● Trecho do texto:
+--
O desenho universal poderia ser chamado ‘desenho inclusivo’, ou seja, projeto que inclui todas as pessoas. Os produtos e ambientes feitos sob o desenho universal ou inclusivo não aparentam ser especialmente destinados a pessoas com deficiência, já que são feitos para a utilização por qualquer pessoa, deficiente ou não. Inclusive é possível que pessoas sem deficiência nem percebam, nesses produtos ou ambientes, certas especificidades que atendem às necessidades de pessoas com deficiência. (SASSAKI, 2006, p. 141).

A Lei Brasileira de inclusão trata da acessibilidade a partir do artigo 53, segundo o qual “a acessibilidade é direito que garante à pessoa com deficiência ou com mobilidade reduzida viver de forma independente e exercer seus direitos de cidadania e de participação social”. Já o artigo 3º, inciso I, traz o conceito de acessibilidade como “possibilidade e condição de alcance para utilização, com segurança e autonomia, de espaços, mobiliários, equipamentos urbanos, edificações, transportes, informação e comunicação, inclusive seus sistemas e tecnologias, bem como de outros serviços e instalações abertos ao público, de uso público ou privados de uso coletivo, tanto na zona urbana como na rural, por pessoa com deficiência ou com mobilidade reduzida”.
+--
● Tarefas a realizar:
**a)** Indique se cada afirmação abaixo está de acordo com o trecho sobre acessibilidade, respondendo sim ou não e citando literalmente as palavras do texto que justificam a resposta: (i) os produtos feitos sob o desenho universal aparentam ser destinados especialmente a pessoas com deficiência; (ii) a Lei Brasileira de Inclusão trata da acessibilidade a partir do artigo 53; (iii) o conceito de acessibilidade do artigo 3º, inciso I, abrange tanto a zona urbana quanto a rural.
**b)** Devolva, sem nenhuma alteração, tudo o que vai de "O desenho universal poderia" até "2006, p. 141)." no trecho sobre acessibilidade.
+--
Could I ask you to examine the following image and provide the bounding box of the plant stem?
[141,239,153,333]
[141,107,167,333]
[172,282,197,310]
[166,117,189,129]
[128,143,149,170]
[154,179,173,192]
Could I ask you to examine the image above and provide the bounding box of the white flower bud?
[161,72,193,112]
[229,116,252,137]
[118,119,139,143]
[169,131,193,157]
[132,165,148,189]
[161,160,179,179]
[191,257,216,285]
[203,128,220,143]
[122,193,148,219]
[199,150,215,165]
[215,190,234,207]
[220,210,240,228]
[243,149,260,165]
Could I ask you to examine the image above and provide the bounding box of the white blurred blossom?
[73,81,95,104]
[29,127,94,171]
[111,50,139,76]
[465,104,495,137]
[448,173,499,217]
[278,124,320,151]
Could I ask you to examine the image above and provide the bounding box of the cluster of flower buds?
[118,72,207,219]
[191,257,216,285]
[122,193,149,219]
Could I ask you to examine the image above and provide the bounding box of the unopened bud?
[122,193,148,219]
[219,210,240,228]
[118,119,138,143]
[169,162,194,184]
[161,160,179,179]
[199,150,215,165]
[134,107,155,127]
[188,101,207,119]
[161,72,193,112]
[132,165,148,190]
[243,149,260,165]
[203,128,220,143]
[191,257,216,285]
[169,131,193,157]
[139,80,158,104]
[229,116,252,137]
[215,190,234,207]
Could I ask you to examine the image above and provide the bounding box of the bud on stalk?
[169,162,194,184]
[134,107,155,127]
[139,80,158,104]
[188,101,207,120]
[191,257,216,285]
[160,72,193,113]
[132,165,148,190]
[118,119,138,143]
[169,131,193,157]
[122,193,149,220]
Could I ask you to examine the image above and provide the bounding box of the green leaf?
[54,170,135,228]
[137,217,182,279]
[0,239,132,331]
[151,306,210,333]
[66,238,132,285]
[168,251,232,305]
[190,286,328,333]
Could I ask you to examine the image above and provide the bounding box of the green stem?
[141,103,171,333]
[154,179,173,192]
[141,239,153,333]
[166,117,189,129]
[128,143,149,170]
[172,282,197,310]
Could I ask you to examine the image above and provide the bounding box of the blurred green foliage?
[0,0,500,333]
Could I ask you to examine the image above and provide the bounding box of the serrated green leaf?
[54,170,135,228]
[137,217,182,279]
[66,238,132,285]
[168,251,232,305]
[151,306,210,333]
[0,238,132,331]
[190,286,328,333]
+--
● Respostas:
**a)**
(i) Não: "não aparentam ser especialmente destinados a pessoas com deficiência".
(ii) Sim: "trata da acessibilidade a partir do artigo 53".
(iii) Sim: "tanto na zona urbana como na rural".

**b)**
O desenho universal poderia ser chamado ‘desenho inclusivo’, ou seja, projeto que inclui todas as pessoas. Os produtos e ambientes feitos sob o desenho universal ou inclusivo não aparentam ser especialmente destinados a pessoas com deficiência, já que são feitos para a utilização por qualquer pessoa, deficiente ou não. Inclusive é possível que pessoas sem deficiência nem percebam, nesses produtos ou ambientes, certas especificidades que atendem às necessidades de pessoas com deficiência. (SASSAKI, 2006, p. 141).